→ **WORK INSTRUCTION**: Reproduce all of the entries character for character, while leaving out any pictures they contain.

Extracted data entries
========

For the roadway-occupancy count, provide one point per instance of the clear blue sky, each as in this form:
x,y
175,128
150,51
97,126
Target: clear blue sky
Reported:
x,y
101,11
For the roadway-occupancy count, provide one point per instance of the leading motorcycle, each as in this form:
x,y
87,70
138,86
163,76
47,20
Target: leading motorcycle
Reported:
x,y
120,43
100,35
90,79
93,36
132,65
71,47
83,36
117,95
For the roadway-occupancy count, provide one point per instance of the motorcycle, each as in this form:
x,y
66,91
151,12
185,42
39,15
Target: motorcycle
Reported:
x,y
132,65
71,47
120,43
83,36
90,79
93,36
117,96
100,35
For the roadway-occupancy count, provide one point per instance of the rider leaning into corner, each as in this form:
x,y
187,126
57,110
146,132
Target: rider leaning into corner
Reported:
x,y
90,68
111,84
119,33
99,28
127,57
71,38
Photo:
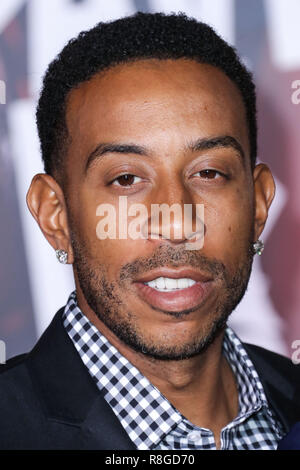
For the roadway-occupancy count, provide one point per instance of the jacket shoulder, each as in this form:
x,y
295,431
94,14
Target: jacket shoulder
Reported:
x,y
280,363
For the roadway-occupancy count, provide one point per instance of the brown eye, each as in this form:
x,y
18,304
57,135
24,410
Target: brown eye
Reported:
x,y
209,174
126,180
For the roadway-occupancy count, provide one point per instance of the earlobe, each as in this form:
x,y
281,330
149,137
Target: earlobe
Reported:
x,y
45,200
264,192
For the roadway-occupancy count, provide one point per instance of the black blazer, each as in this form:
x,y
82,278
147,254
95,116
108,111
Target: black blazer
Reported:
x,y
48,400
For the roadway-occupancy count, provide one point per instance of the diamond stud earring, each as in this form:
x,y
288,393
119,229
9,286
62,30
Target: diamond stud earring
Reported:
x,y
62,256
258,247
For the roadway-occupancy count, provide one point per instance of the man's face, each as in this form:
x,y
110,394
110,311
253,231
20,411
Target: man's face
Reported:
x,y
163,108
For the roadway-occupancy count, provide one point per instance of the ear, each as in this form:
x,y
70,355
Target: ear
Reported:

========

→ **RESPONSE BOX**:
For the roadway-occupancy count, provide one point per instance of the clear blue sky, each as in this form:
x,y
175,128
150,51
97,126
Target: clear blue sky
Reported:
x,y
101,11
For the roadway-occupancy count, provide one point per instance of the leading motorcycle, each as in this form:
x,y
87,70
138,86
163,76
47,20
Target: leading motorcycle
Reported:
x,y
120,43
100,35
90,79
93,36
132,65
71,47
83,36
117,95
For the roadway-occupancy count, provide one point per instance of the motorcycle, each as in this form:
x,y
66,91
151,12
185,42
39,15
Target: motorcycle
Reported:
x,y
132,65
71,47
120,43
83,36
90,79
93,36
117,96
100,35
For the roadway-occupancy count, provide one point per instance of the rider leaning into corner, each as in this form:
x,y
187,126
57,110
146,132
Target: rider leaning into corner
Reported:
x,y
90,68
111,84
119,33
99,28
127,57
71,38
Photo:
For the roadway-occupancy count, provide one point per instance of the jacket shoulder, each as in this form:
x,y
295,431
94,14
Target: jacket shoulder
Reported:
x,y
280,363
For the roadway-occupancy count, provide one point per instance of the brown eye, each as in this form:
x,y
18,304
57,135
24,410
Target: brown eye
Reported:
x,y
209,174
126,180
For the roadway-occupancy count, provide one point per instance of the earlobe, each as in this form:
x,y
281,330
149,137
Target: earlobe
Reported:
x,y
45,200
264,192
For the roadway-occupancy count, provide one point per instance of the black blazer, each as in this form:
x,y
82,278
147,254
95,116
108,111
Target: black blazer
Reported:
x,y
48,400
For the roadway-occupancy count, provide one point per instance of the diamond stud earring, each as in this form:
x,y
288,393
119,229
9,286
62,30
Target: diamond stud earring
Reported:
x,y
62,256
258,247
For the roadway-occupancy count, provide one point per instance of the man's face, each as in this form:
x,y
110,394
110,311
253,231
20,411
Target: man's face
Reported:
x,y
163,108
For the roadway-occupancy count, provide one point per instance of the ear, each as in this form:
x,y
70,355
Target: ear
Reported:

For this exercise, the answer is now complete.